▶ What this task involves: Go through the entries below and copy every line that holds the word "coordinates".

▶ Records for processing:
——
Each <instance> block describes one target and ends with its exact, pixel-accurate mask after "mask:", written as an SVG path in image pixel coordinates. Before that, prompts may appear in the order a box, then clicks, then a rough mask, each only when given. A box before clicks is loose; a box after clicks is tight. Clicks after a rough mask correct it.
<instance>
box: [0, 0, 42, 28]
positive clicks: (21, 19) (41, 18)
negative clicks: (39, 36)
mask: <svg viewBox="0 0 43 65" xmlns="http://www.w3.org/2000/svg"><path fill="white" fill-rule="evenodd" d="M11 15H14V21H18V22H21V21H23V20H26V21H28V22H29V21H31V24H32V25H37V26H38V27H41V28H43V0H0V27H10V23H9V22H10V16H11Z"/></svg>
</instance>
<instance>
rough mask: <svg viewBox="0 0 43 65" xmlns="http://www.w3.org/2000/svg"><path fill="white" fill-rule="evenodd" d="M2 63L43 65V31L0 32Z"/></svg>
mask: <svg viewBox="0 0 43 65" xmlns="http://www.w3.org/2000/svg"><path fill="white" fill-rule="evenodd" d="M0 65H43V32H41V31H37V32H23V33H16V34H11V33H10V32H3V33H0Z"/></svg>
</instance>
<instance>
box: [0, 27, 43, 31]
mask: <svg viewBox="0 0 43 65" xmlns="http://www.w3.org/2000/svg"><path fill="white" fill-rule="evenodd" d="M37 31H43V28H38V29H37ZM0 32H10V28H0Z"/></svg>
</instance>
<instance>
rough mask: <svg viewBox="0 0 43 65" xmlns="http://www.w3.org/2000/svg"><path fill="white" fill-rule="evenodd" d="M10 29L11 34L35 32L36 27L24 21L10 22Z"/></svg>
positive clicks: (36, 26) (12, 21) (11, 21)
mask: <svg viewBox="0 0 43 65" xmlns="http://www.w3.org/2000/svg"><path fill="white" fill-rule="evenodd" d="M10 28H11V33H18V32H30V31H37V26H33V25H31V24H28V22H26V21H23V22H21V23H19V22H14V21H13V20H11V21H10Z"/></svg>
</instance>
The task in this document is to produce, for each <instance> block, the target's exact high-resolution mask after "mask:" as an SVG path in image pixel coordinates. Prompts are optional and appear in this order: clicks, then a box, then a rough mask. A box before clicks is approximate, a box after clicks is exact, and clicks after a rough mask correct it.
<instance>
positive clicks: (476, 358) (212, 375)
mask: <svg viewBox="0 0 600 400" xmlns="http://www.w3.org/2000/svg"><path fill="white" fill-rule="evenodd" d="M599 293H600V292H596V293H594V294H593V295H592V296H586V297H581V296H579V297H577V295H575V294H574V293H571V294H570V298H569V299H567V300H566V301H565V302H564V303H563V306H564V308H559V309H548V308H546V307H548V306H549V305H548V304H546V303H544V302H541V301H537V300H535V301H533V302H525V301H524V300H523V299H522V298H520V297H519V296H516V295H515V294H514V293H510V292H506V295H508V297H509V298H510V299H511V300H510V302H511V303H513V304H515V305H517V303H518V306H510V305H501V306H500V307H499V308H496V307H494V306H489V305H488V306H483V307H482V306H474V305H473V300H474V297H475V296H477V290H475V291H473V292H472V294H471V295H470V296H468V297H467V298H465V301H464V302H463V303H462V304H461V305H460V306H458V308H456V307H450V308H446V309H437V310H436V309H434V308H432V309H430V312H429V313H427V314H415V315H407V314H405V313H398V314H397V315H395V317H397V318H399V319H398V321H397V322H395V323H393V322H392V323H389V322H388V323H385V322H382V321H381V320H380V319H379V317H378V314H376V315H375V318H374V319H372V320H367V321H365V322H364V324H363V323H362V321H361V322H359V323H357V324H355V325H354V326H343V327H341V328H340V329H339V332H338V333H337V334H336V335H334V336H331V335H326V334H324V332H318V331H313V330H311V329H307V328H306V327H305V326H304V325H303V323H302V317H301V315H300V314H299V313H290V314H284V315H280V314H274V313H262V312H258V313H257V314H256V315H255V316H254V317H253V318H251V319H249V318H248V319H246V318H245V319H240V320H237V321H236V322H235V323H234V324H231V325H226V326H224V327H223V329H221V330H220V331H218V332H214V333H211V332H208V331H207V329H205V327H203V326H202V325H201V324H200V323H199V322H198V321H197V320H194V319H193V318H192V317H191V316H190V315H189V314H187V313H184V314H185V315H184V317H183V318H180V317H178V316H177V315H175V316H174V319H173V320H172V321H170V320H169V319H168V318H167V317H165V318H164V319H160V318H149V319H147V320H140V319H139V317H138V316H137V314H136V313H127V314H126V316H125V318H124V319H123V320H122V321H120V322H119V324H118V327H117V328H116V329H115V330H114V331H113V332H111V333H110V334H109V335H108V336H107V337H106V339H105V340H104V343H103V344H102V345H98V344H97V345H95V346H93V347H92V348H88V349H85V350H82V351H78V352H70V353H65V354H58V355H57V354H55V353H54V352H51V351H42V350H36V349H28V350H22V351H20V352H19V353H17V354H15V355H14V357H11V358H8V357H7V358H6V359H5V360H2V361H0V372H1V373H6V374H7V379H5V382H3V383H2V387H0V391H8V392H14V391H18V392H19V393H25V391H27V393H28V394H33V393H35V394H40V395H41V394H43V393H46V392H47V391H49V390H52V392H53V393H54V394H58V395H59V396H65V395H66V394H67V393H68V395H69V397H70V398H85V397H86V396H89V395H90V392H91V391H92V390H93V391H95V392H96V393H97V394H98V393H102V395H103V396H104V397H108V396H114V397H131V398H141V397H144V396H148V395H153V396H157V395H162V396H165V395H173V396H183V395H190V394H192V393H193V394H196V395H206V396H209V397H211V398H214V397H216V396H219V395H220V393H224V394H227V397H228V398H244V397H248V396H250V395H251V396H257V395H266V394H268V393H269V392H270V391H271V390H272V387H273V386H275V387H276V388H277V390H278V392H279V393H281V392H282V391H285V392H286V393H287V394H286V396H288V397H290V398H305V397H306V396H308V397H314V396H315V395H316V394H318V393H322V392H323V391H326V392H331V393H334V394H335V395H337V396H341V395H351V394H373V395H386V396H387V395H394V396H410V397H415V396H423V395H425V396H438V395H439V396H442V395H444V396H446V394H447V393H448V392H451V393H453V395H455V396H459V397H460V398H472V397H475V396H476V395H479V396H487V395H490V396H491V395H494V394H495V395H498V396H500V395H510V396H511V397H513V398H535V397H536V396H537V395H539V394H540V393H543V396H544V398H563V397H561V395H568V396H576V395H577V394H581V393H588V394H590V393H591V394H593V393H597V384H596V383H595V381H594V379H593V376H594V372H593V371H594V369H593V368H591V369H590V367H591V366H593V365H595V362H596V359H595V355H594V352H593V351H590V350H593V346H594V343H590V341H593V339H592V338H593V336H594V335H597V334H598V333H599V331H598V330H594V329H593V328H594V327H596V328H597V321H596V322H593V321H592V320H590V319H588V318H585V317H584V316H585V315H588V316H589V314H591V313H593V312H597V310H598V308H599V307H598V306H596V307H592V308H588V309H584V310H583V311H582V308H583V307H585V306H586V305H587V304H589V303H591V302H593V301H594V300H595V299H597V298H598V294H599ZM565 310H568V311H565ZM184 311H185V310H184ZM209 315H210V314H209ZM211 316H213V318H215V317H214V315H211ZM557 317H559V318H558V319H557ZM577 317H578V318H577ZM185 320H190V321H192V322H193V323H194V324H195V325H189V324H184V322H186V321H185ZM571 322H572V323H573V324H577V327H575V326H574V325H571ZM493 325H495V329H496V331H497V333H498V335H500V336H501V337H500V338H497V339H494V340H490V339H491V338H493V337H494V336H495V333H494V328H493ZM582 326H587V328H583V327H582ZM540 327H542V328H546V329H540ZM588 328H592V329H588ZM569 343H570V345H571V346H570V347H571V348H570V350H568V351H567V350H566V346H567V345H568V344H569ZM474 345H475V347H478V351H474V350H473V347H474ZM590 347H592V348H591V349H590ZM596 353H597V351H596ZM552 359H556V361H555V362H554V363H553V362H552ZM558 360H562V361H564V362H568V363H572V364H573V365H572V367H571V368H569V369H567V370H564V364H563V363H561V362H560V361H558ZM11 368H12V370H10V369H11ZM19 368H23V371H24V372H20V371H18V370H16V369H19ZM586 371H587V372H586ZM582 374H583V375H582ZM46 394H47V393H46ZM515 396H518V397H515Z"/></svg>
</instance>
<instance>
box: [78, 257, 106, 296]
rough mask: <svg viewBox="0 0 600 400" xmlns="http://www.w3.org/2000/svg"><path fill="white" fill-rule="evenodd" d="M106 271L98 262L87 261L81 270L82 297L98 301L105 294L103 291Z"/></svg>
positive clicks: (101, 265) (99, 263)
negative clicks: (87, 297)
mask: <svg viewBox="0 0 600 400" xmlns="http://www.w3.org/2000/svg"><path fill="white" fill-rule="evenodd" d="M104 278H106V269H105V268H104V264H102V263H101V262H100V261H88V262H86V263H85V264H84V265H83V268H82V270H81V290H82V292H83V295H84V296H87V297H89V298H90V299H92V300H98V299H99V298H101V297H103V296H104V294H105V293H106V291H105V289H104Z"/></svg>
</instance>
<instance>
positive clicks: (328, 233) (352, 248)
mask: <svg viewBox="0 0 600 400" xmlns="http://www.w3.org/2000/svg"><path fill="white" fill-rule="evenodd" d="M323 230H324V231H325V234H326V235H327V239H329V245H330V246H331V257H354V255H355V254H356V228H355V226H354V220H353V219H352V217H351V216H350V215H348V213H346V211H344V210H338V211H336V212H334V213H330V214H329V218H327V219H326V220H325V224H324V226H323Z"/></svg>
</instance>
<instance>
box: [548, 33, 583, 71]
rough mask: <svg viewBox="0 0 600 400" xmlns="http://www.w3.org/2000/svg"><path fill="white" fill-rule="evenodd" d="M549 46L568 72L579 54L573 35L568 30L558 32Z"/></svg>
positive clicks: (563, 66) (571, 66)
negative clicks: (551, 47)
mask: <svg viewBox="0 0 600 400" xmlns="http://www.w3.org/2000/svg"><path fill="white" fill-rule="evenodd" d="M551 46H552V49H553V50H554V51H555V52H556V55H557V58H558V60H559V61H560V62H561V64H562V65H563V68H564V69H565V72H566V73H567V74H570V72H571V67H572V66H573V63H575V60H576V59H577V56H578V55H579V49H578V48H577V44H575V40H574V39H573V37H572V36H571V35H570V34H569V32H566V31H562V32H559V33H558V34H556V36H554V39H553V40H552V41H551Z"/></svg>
——
▶ Result of the task:
Each <instance> block describes one target and ends with its exact, pixel-accurate mask after "mask:", written as an SVG path in image pixel coordinates. Before that, prompts may appear in the order a box, then clicks, then a rough mask, each only when given. A box before clicks is loose; a box after clicks is tight. Clicks after a rough mask correct it.
The task in this document is to produce, for each <instance> block, the target's exact high-resolution mask after "mask:" as an SVG path in image pixel coordinates. Prompts are optional and appear in this order: clicks, then a box, then a rough mask. A box before clicks is approximate, a box after clicks is exact, and clicks after a rough mask correct it.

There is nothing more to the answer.